*** Raw data Section Begins ***

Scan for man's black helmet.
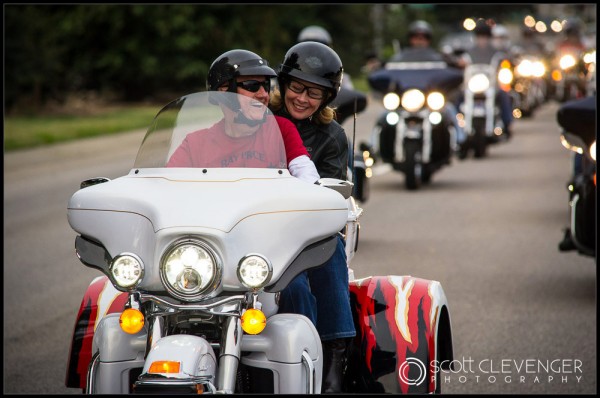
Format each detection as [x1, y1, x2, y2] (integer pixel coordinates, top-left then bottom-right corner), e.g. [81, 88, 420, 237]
[207, 49, 276, 92]
[278, 41, 343, 106]
[473, 19, 492, 37]
[408, 20, 433, 40]
[297, 25, 333, 46]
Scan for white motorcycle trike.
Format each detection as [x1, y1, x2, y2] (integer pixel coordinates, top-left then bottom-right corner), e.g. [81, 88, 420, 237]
[64, 92, 454, 394]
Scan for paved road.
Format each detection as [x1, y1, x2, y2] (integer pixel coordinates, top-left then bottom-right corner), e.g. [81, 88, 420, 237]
[3, 98, 596, 394]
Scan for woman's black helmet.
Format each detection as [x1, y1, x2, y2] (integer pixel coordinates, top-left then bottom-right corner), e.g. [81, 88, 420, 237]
[408, 20, 433, 40]
[207, 49, 276, 92]
[278, 41, 343, 106]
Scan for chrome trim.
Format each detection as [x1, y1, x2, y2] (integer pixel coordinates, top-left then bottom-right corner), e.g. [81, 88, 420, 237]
[139, 293, 245, 315]
[301, 350, 315, 394]
[217, 316, 243, 393]
[85, 351, 100, 394]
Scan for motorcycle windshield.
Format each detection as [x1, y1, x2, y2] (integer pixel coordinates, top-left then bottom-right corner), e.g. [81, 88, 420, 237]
[133, 92, 287, 170]
[369, 63, 463, 93]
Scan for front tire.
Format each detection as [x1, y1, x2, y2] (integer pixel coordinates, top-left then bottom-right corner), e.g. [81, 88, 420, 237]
[404, 140, 423, 190]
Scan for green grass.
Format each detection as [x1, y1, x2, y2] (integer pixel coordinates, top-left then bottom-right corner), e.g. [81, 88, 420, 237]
[4, 105, 161, 151]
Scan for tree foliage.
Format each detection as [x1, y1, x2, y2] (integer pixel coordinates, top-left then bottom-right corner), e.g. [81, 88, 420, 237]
[4, 4, 536, 113]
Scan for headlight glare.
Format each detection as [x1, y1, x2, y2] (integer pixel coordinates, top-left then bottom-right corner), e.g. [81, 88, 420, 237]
[111, 253, 144, 288]
[498, 68, 513, 85]
[383, 92, 400, 110]
[401, 89, 425, 112]
[468, 73, 490, 93]
[427, 92, 445, 111]
[237, 254, 272, 289]
[559, 54, 576, 70]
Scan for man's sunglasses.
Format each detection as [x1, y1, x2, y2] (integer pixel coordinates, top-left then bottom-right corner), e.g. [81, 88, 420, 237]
[237, 79, 270, 93]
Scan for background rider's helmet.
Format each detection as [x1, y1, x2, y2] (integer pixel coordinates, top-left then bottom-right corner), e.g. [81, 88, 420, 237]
[297, 25, 333, 46]
[408, 20, 433, 41]
[206, 49, 276, 92]
[473, 19, 492, 37]
[278, 41, 343, 107]
[563, 18, 582, 38]
[492, 24, 509, 39]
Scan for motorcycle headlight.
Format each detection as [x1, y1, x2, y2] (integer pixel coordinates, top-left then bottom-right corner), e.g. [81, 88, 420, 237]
[237, 254, 272, 289]
[401, 89, 425, 112]
[427, 92, 445, 111]
[383, 92, 400, 110]
[532, 61, 546, 78]
[160, 239, 221, 301]
[591, 141, 596, 162]
[583, 50, 596, 65]
[516, 60, 534, 77]
[498, 68, 513, 85]
[559, 54, 577, 70]
[385, 111, 400, 125]
[468, 73, 490, 93]
[111, 253, 144, 289]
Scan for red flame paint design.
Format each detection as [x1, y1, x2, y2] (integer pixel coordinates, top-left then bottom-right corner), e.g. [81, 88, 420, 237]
[349, 275, 437, 393]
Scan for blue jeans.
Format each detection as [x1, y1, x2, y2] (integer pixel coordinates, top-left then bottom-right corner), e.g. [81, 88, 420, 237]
[278, 236, 356, 341]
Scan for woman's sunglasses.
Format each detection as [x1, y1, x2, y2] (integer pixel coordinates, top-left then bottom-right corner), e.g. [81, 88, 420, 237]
[237, 79, 270, 93]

*** Raw data Section Ends ***

## Problem requirements
Would you copy out exactly the lines from the one holding "Scan for woman's sunglasses." through the end of the entries above, both ends included?

## Written answer
Scan for woman's sunglasses.
Format each detection as [x1, y1, x2, y2] (integer pixel coordinates, top-left then bottom-right corner), e.g. [81, 88, 420, 237]
[237, 79, 270, 93]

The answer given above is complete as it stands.